==== DATA TO PROCESS

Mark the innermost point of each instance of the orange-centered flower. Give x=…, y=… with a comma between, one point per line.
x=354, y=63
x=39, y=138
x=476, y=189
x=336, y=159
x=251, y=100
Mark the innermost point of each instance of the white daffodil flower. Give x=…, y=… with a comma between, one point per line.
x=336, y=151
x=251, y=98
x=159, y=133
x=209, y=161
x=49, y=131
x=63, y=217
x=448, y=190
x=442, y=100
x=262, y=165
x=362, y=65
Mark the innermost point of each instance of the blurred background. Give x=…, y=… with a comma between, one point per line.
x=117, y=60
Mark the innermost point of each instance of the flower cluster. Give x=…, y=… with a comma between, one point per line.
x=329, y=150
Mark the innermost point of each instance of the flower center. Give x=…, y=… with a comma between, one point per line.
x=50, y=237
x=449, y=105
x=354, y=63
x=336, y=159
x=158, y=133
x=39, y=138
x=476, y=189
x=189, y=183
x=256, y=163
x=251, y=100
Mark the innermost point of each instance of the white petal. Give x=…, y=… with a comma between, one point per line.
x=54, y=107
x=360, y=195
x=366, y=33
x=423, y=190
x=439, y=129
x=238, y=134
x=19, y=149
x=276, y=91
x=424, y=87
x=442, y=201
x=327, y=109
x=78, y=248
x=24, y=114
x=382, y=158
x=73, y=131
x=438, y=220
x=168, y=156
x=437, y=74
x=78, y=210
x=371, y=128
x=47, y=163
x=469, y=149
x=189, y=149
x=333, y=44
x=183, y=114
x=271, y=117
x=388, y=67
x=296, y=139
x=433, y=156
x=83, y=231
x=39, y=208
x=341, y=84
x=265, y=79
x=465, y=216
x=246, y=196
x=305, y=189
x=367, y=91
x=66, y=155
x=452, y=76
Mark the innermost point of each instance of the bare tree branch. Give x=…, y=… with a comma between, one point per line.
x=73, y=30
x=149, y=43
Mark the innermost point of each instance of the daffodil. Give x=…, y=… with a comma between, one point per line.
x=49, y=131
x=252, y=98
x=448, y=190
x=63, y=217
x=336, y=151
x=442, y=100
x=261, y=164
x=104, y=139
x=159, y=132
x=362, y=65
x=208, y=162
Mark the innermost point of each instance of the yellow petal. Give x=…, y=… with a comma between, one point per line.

========

(OBJECTIVE) Write out all of the records above line for line, without changing a single character.

(FULL ANSWER)
Mark the innermost point of each instance of the orange-centered flower. Give x=…, y=… with a comma between, one point per line.
x=354, y=63
x=39, y=138
x=476, y=189
x=336, y=159
x=251, y=100
Mark the innermost point of each instance of the white daffodil flower. Give x=…, y=… with a comma between, one point per line.
x=336, y=151
x=251, y=98
x=159, y=133
x=209, y=161
x=49, y=131
x=63, y=217
x=448, y=190
x=442, y=100
x=262, y=165
x=362, y=65
Mark the innermost point of each instance of the blurred background. Give x=…, y=… with a comma between, one point per line.
x=117, y=60
Mark the innermost point of each instance of the flower cluster. Give x=…, y=… with a comma between, one point per line.
x=329, y=150
Mark the innermost point of each instance of the flower center. Give x=…, y=… with a comma between, one point per line.
x=50, y=237
x=449, y=105
x=354, y=63
x=336, y=159
x=158, y=133
x=39, y=138
x=476, y=189
x=189, y=183
x=256, y=163
x=251, y=100
Mark the innermost point of each instance of the white petal. Give x=…, y=… with a comma between, one point per line.
x=54, y=107
x=360, y=195
x=366, y=33
x=423, y=190
x=439, y=129
x=238, y=134
x=19, y=149
x=276, y=91
x=424, y=87
x=442, y=201
x=327, y=109
x=78, y=248
x=24, y=114
x=382, y=158
x=73, y=131
x=438, y=220
x=168, y=156
x=437, y=74
x=78, y=210
x=371, y=128
x=47, y=163
x=469, y=149
x=189, y=149
x=333, y=44
x=183, y=114
x=271, y=117
x=388, y=67
x=296, y=139
x=433, y=156
x=83, y=231
x=39, y=208
x=341, y=84
x=265, y=79
x=465, y=216
x=246, y=196
x=305, y=189
x=367, y=91
x=66, y=155
x=452, y=76
Mark the innermost point of each instance of the bare tree branch. Give x=…, y=… with a comma between, one point per line.
x=73, y=30
x=149, y=43
Mark the innermost point of each instance of the daffodil. Give x=…, y=… with a comma between, one point per line.
x=49, y=131
x=252, y=98
x=448, y=190
x=63, y=217
x=336, y=151
x=442, y=100
x=261, y=164
x=104, y=139
x=159, y=132
x=362, y=65
x=208, y=162
Mark the innermost point of each instance of the yellow petal. Give x=…, y=… with a comma between, one point per line.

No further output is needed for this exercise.